======== PREZENTOWANY TEKST ========
Pożegnanie z Afryką – powiew egzotyki w środku zimy
Pożegnanie z Afryką to książka, o której słyszał chyba każdy. Zbiór wspomnień duńskiej pisarki Karen Blixen wydano w roku 1937, ale nie straciły one na aktualności. Przeciwnie! Co roku po Pożegnanie z Afryką sięgają nowi czytelnicy. Kolejne pokolenia wgryzają się w treść, smakują ją i przekazują dalej. Dziś, w tym pandemicznym świecie zamkniętych granic, powiew egzotyki wydaje się niezbędny dla równowagi psychicznej.
Pożegnanie z Afryką – wspomnienia wydane pod pseudonimem
Kiedy w roku 1937 w Kopenhadze wydano książkę Pożegnanie z Afryką, na jej okładce odnaleźć można było następujące imię i nazwisko: Isak Dinesen. Dziś już wiemy, że to artystyczny pseudonim przybrany przez duńską pisarkę Karen Blixen. Urodziła się 17 kwietnia 1885 roku niedaleko Kopenhagi, zmarła 7 września 1962. Studiowała w Kopenhadze oraz w Rzymie i Paryżu.
W roku 1905 zaczęła publikować pierwsze teksty literackie na łamach czasopism i już wtedy posługiwała się pseudonimem, ale wówczas brzmiał on Osceola. W roku 1914 wyszła za mąż, po czym oboje z mężem przenieśli się do Kenii, gdzie zajęli się uprawą kawy.
Idylla nie trwała jednak długo. W roku 1921 doszło do separacji, a cztery lata później do rozwodu. Oznaczało to, że dbaniem o plantację i prowadzeniem farmy musiała zająć się sama Karen. Udawało jej się to przez dziesięć lat.
W roku 1931 rynek kawy drastycznie się jednak załamał i Blixen podjęła decyzję o powrocie do ojczyzny. Już w roku 1934 wydała Siedem niesamowitych opowieści, zbiór opowiadań o zwykłych ludziach. W roku 1937 na rynku ukazało się Pożegnanie z Afryką – wspomnienia autorki obejmujące okres od 1913 do 1931 roku. Książka dziś jest kultowa, ale równie silne emocje wywołuje pełna rozmachu ekranizacja z Meryl Streep w roli głównej.
======== DOSTARCZONE INFORMACJE ========
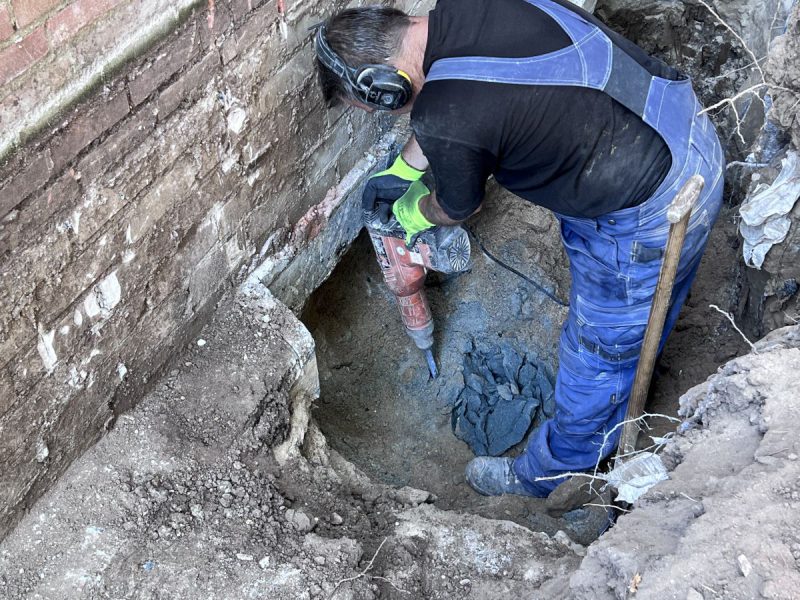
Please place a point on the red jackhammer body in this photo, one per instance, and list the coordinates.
(442, 249)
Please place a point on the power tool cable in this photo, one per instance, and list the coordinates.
(508, 267)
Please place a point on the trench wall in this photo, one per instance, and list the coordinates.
(150, 153)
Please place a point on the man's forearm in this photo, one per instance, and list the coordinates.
(430, 209)
(428, 205)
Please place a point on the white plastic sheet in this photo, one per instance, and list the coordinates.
(765, 220)
(636, 475)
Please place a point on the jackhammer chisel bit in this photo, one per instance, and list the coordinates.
(442, 249)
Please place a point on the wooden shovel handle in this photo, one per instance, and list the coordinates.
(678, 215)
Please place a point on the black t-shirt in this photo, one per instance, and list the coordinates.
(571, 149)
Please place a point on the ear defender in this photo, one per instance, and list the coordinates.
(381, 87)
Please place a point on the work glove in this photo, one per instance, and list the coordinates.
(384, 188)
(406, 211)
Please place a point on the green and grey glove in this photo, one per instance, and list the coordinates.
(406, 211)
(384, 188)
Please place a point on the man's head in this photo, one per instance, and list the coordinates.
(367, 40)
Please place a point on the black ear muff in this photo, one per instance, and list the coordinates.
(382, 87)
(379, 86)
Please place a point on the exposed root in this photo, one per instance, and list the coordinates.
(364, 574)
(728, 316)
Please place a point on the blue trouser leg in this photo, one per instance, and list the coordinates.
(610, 301)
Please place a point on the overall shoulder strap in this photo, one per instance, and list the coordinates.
(591, 61)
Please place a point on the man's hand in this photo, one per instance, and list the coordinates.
(407, 211)
(384, 188)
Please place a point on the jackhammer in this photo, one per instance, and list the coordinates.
(443, 249)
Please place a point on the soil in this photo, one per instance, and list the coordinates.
(219, 484)
(379, 408)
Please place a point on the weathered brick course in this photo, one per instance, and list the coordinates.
(27, 180)
(75, 16)
(191, 86)
(123, 221)
(17, 58)
(87, 127)
(178, 52)
(28, 11)
(6, 26)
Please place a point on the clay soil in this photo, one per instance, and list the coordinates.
(379, 407)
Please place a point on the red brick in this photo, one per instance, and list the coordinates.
(27, 11)
(6, 27)
(16, 59)
(86, 128)
(23, 183)
(75, 17)
(178, 52)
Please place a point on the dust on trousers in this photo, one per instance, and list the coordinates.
(614, 259)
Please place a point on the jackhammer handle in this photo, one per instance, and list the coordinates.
(678, 215)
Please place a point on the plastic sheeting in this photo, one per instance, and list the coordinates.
(637, 475)
(765, 220)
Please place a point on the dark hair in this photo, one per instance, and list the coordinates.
(360, 36)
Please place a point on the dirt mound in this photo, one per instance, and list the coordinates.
(202, 490)
(726, 524)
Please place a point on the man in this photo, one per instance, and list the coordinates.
(570, 116)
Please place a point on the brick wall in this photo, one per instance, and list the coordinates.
(145, 187)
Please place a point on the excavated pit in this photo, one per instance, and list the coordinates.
(378, 406)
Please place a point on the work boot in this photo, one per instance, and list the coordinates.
(492, 476)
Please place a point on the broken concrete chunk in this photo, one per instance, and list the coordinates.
(300, 520)
(412, 496)
(745, 568)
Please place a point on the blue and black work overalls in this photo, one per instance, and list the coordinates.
(615, 258)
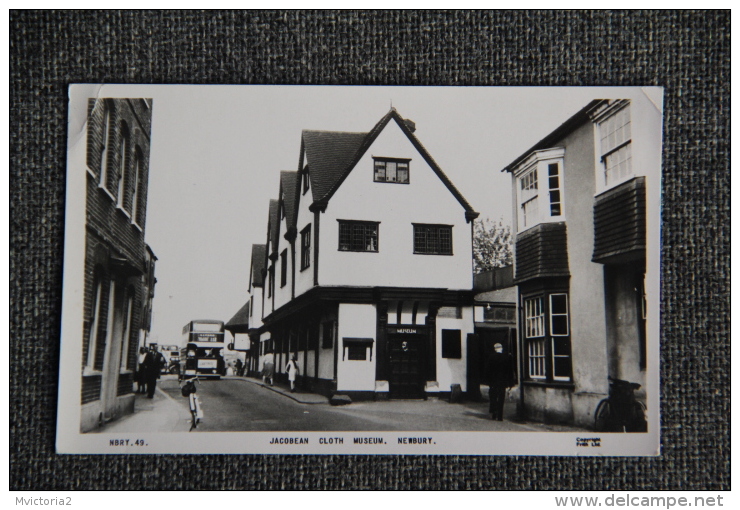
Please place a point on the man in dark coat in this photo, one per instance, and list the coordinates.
(500, 377)
(152, 367)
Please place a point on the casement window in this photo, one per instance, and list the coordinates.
(432, 239)
(306, 247)
(451, 343)
(358, 235)
(539, 188)
(123, 166)
(271, 281)
(94, 325)
(391, 170)
(138, 158)
(327, 335)
(529, 198)
(547, 337)
(106, 141)
(284, 268)
(615, 144)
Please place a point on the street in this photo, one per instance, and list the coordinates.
(243, 404)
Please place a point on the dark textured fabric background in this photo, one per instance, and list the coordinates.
(688, 53)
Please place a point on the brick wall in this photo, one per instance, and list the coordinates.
(115, 226)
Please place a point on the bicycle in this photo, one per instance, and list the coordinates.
(196, 413)
(620, 411)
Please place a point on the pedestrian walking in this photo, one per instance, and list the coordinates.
(153, 363)
(292, 371)
(139, 376)
(268, 368)
(500, 377)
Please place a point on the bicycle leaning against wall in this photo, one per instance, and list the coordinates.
(188, 390)
(620, 411)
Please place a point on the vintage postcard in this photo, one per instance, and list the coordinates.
(362, 270)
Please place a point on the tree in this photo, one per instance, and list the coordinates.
(492, 245)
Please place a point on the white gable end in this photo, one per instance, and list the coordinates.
(396, 207)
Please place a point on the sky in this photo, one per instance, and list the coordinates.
(217, 152)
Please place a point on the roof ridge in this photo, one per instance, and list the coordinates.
(370, 138)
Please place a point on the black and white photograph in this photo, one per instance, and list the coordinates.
(372, 270)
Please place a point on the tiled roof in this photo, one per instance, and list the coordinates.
(289, 183)
(258, 264)
(328, 154)
(332, 156)
(240, 319)
(274, 225)
(558, 134)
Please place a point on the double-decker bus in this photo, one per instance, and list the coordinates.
(203, 354)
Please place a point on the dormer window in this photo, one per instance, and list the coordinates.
(391, 170)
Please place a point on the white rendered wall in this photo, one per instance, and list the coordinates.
(283, 294)
(396, 206)
(356, 321)
(304, 279)
(326, 357)
(453, 371)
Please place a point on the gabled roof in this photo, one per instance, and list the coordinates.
(333, 155)
(240, 320)
(274, 224)
(329, 153)
(558, 134)
(258, 264)
(289, 183)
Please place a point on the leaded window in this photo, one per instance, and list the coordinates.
(433, 239)
(358, 236)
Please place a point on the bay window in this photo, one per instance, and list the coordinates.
(547, 337)
(539, 190)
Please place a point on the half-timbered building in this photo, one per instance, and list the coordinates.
(367, 267)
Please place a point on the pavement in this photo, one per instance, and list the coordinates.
(161, 413)
(164, 413)
(283, 389)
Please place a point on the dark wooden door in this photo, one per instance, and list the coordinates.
(407, 366)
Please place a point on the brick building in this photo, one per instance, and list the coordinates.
(119, 266)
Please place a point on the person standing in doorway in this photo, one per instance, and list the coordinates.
(140, 372)
(499, 373)
(153, 363)
(292, 370)
(268, 369)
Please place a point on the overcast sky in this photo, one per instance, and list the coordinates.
(216, 154)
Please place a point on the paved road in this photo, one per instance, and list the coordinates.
(241, 405)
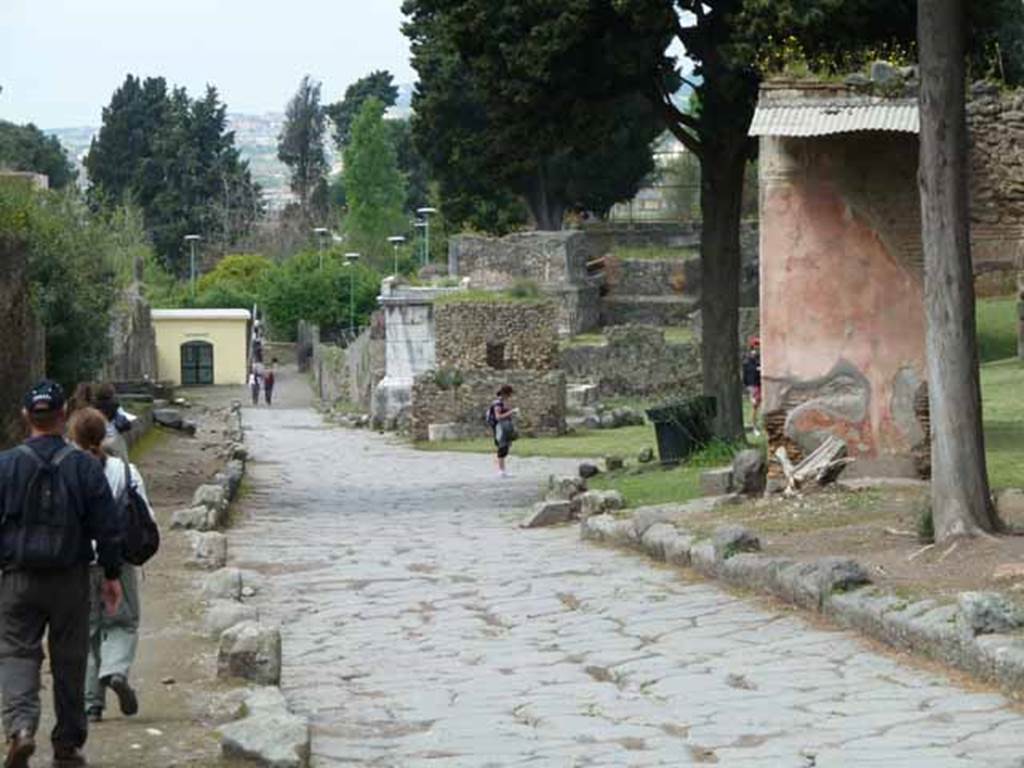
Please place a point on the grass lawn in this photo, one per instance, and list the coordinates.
(596, 443)
(996, 329)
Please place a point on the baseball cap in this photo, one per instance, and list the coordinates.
(46, 395)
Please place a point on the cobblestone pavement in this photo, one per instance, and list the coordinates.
(423, 629)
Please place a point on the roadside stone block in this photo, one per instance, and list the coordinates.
(564, 488)
(251, 651)
(731, 540)
(987, 613)
(717, 481)
(657, 540)
(223, 585)
(222, 614)
(267, 734)
(548, 513)
(209, 550)
(599, 502)
(194, 518)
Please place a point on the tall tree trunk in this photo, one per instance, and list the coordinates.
(722, 165)
(547, 209)
(961, 501)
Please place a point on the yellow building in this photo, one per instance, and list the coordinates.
(202, 346)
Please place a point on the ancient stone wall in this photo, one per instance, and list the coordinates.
(462, 398)
(22, 341)
(995, 120)
(500, 336)
(349, 375)
(556, 262)
(635, 360)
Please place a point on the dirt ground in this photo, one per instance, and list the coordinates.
(175, 674)
(877, 526)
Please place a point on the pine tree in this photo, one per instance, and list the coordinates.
(375, 187)
(300, 146)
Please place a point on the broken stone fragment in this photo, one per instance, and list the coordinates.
(222, 614)
(987, 613)
(731, 540)
(268, 733)
(548, 513)
(209, 550)
(251, 651)
(717, 481)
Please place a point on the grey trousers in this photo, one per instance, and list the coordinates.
(33, 602)
(113, 640)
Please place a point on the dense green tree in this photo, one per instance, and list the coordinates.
(175, 159)
(374, 186)
(549, 101)
(25, 147)
(236, 282)
(301, 289)
(300, 146)
(77, 263)
(378, 84)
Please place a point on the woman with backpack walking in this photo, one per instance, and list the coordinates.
(500, 417)
(113, 639)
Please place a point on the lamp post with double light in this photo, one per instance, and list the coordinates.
(350, 259)
(322, 232)
(192, 240)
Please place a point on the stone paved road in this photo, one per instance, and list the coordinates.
(423, 629)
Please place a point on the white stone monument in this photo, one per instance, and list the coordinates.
(409, 323)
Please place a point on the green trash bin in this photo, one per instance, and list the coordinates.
(682, 428)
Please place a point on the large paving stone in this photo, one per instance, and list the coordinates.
(267, 734)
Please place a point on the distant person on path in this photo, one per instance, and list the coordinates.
(113, 639)
(54, 503)
(752, 379)
(268, 379)
(500, 418)
(254, 383)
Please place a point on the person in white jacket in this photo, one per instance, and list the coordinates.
(113, 639)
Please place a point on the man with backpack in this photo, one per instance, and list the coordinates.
(54, 502)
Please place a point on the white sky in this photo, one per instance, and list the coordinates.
(61, 59)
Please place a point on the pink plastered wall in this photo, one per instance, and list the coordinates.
(842, 311)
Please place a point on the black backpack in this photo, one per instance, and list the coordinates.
(138, 530)
(47, 531)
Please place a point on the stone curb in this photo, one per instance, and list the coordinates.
(265, 732)
(835, 587)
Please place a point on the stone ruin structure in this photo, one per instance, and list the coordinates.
(410, 347)
(556, 262)
(842, 308)
(480, 346)
(23, 345)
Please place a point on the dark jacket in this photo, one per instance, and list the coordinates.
(752, 370)
(87, 489)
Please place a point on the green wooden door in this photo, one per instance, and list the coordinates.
(197, 364)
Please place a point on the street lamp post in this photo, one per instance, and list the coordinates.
(192, 240)
(350, 259)
(395, 241)
(426, 213)
(322, 232)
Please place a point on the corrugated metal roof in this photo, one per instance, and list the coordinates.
(807, 118)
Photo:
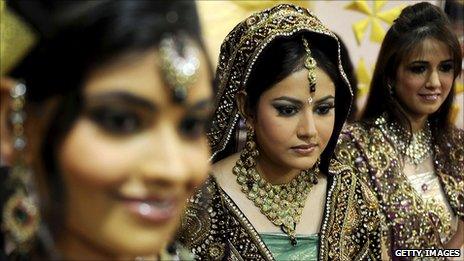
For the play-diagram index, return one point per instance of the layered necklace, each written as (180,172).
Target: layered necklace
(415,148)
(282,204)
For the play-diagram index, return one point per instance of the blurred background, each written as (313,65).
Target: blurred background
(360,24)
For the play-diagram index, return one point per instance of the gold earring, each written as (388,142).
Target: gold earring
(310,64)
(20,213)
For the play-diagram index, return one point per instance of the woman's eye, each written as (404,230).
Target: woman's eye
(447,67)
(418,69)
(324,109)
(193,127)
(286,110)
(116,121)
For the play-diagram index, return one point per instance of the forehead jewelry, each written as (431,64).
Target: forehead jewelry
(179,65)
(310,64)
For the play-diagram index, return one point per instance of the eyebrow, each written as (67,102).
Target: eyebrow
(137,101)
(124,97)
(299,102)
(426,62)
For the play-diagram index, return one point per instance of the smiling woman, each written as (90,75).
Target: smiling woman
(117,95)
(405,147)
(280,72)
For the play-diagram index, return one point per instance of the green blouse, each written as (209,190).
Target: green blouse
(282,249)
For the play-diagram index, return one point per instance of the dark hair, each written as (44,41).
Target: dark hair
(351,76)
(74,38)
(278,60)
(415,24)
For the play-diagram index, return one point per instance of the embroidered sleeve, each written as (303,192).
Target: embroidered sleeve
(359,231)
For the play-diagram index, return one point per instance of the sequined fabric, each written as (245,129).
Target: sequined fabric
(406,221)
(214,228)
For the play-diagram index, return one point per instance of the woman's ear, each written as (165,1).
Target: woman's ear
(6,148)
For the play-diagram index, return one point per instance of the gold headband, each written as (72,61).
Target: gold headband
(179,71)
(310,64)
(17,38)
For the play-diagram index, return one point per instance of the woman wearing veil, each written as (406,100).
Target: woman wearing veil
(274,199)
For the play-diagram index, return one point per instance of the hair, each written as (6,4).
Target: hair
(75,38)
(279,59)
(415,24)
(351,76)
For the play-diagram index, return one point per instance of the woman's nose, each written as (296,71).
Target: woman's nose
(307,126)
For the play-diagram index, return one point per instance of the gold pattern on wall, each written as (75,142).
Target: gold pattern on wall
(375,18)
(364,76)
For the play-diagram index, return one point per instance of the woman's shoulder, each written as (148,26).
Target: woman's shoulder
(225,165)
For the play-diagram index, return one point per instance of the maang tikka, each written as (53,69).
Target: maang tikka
(310,64)
(20,213)
(180,65)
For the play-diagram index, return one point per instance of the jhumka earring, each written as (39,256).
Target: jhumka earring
(180,65)
(310,64)
(20,213)
(390,88)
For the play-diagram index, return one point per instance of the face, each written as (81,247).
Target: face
(424,80)
(290,131)
(134,156)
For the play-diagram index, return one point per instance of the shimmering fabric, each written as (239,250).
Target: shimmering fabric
(282,249)
(214,228)
(427,185)
(16,39)
(406,221)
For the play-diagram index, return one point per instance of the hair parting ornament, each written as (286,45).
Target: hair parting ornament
(310,64)
(179,65)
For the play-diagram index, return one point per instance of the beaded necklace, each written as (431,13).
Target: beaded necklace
(282,204)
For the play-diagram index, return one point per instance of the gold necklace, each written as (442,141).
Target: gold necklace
(282,204)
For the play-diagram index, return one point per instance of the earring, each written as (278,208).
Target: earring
(390,88)
(20,213)
(315,171)
(250,151)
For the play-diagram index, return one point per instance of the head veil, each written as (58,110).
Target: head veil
(239,52)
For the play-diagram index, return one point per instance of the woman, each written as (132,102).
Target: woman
(279,70)
(405,148)
(107,107)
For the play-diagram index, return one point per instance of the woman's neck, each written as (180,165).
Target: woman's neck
(417,123)
(74,246)
(273,172)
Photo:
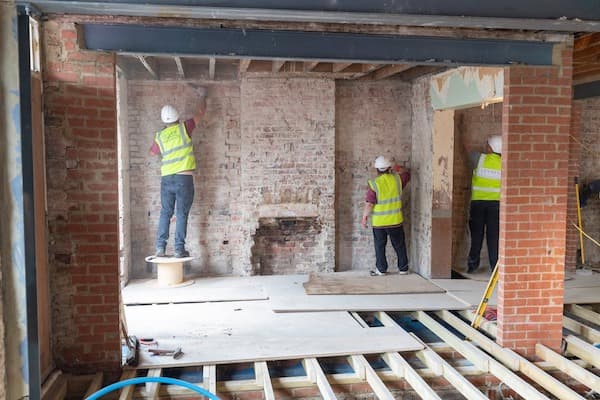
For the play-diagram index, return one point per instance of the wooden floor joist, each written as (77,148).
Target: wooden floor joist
(525,366)
(568,367)
(403,369)
(379,388)
(209,378)
(261,372)
(315,372)
(152,388)
(484,362)
(583,350)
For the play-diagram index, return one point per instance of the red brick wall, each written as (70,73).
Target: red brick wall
(535,128)
(574,161)
(80,129)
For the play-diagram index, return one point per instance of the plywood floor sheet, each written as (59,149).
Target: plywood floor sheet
(147,291)
(360,282)
(215,333)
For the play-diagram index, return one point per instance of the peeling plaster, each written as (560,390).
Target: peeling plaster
(467,87)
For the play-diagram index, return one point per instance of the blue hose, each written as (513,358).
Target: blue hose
(159,379)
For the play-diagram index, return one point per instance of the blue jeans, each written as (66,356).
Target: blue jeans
(396,235)
(176,194)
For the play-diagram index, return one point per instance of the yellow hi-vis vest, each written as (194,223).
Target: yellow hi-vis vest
(388,210)
(176,150)
(485,184)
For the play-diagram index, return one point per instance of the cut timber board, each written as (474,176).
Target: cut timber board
(217,333)
(289,296)
(147,291)
(360,282)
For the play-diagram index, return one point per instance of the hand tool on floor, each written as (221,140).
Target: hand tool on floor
(486,297)
(176,353)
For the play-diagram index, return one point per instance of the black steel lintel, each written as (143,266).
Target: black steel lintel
(308,45)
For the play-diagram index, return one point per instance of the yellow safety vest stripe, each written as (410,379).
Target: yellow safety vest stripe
(388,210)
(176,150)
(485,184)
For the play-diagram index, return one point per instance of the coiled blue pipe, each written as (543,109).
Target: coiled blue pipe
(159,379)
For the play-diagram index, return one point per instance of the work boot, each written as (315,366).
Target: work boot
(181,253)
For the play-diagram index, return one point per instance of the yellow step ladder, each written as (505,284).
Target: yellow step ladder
(486,297)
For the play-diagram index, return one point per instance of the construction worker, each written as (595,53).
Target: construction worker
(484,215)
(174,144)
(384,203)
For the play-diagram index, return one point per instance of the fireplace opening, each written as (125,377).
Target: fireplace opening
(284,246)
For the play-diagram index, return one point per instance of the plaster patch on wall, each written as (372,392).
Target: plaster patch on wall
(467,87)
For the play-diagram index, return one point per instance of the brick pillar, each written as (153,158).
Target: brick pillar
(81,152)
(536,124)
(574,161)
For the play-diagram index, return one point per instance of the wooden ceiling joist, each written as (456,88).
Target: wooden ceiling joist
(387,71)
(151,65)
(339,67)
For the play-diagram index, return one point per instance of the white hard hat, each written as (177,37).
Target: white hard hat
(169,114)
(495,143)
(382,163)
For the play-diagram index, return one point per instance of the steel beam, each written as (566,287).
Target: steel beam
(322,46)
(556,15)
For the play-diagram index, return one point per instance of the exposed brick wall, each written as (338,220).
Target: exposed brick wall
(589,170)
(372,118)
(535,128)
(214,225)
(288,157)
(574,163)
(80,127)
(474,125)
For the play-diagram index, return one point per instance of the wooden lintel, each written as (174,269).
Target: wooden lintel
(379,388)
(244,64)
(310,65)
(261,371)
(127,391)
(412,377)
(179,64)
(151,65)
(211,68)
(277,65)
(387,71)
(338,67)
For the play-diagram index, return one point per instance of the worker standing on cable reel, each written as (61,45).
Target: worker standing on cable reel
(383,203)
(178,163)
(484,213)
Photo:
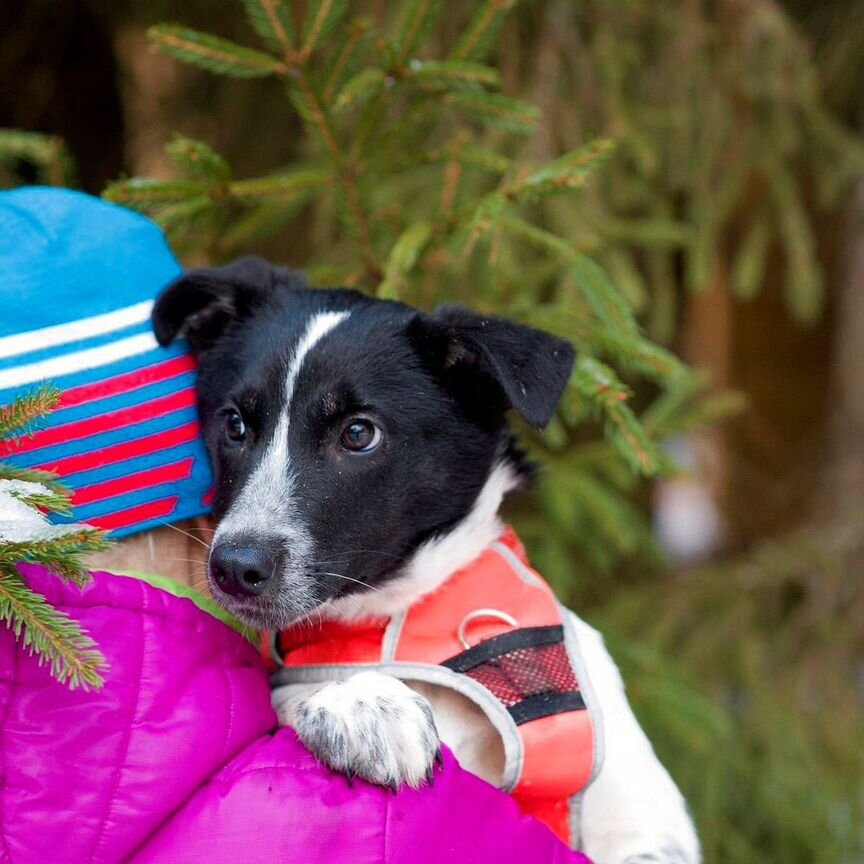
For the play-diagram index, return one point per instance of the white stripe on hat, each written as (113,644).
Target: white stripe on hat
(73,331)
(78,361)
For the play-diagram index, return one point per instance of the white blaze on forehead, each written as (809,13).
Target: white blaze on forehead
(265,504)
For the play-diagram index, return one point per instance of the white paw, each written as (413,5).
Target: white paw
(371,726)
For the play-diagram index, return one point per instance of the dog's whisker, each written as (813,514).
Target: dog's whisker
(366,551)
(185,533)
(350,579)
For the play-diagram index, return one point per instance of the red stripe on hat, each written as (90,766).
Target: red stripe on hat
(133,482)
(119,419)
(126,450)
(135,515)
(127,382)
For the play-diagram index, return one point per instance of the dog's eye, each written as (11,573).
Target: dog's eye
(361,436)
(235,428)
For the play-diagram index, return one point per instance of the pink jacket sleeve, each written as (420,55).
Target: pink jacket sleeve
(177,759)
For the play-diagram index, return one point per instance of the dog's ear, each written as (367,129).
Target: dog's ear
(527,368)
(200,303)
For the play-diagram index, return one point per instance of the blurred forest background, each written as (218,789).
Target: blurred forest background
(709,157)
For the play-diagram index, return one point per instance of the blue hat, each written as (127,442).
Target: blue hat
(78,278)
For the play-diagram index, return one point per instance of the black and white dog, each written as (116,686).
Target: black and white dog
(362,451)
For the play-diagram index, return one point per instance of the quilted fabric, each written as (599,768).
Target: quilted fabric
(77,281)
(177,759)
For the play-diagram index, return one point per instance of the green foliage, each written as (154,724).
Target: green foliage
(413,187)
(44,155)
(421,175)
(739,682)
(727,154)
(50,634)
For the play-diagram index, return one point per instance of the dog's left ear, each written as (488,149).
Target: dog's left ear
(530,368)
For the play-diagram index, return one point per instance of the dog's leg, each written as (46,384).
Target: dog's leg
(370,726)
(633,812)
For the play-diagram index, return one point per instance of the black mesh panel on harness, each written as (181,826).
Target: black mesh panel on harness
(527,670)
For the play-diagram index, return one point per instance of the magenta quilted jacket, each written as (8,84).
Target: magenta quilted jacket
(176,759)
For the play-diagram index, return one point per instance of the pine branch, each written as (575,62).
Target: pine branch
(32,475)
(141,193)
(417,19)
(322,16)
(51,635)
(482,30)
(214,54)
(60,552)
(198,160)
(345,57)
(47,153)
(271,20)
(598,384)
(20,418)
(404,255)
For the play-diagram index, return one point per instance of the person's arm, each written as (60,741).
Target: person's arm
(274,802)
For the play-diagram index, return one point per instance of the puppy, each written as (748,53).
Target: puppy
(362,452)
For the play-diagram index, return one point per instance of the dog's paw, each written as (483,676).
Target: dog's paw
(371,726)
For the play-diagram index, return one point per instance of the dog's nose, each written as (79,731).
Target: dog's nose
(242,571)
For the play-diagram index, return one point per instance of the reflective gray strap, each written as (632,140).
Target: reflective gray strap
(571,643)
========
_CO NALEŻY ZROBIĆ_: Powtórz dosłownie fragment tekstu o książce Pożegnanie z Afryką, zaczynając od słów „Pożegnanie z Afryką – wspomnienia wydane” i kończąc na słowach „przez dziesięć lat.”, oba miejsca włącznie.

_ROZWIĄZANIE ZADANIA_:
Pożegnanie z Afryką – wspomnienia wydane pod pseudonimem
Kiedy w roku 1937 w Kopenhadze wydano książkę Pożegnanie z Afryką, na jej okładce odnaleźć można było następujące imię i nazwisko: Isak Dinesen. Dziś już wiemy, że to artystyczny pseudonim przybrany przez duńską pisarkę Karen Blixen. Urodziła się 17 kwietnia 1885 roku niedaleko Kopenhagi, zmarła 7 września 1962. Studiowała w Kopenhadze oraz w Rzymie i Paryżu.
W roku 1905 zaczęła publikować pierwsze teksty literackie na łamach czasopism i już wtedy posługiwała się pseudonimem, ale wówczas brzmiał on Osceola. W roku 1914 wyszła za mąż, po czym oboje z mężem przenieśli się do Kenii, gdzie zajęli się uprawą kawy.
Idylla nie trwała jednak długo. W roku 1921 doszło do separacji, a cztery lata później do rozwodu. Oznaczało to, że dbaniem o plantację i prowadzeniem farmy musiała zająć się sama Karen. Udawało jej się to przez dziesięć lat.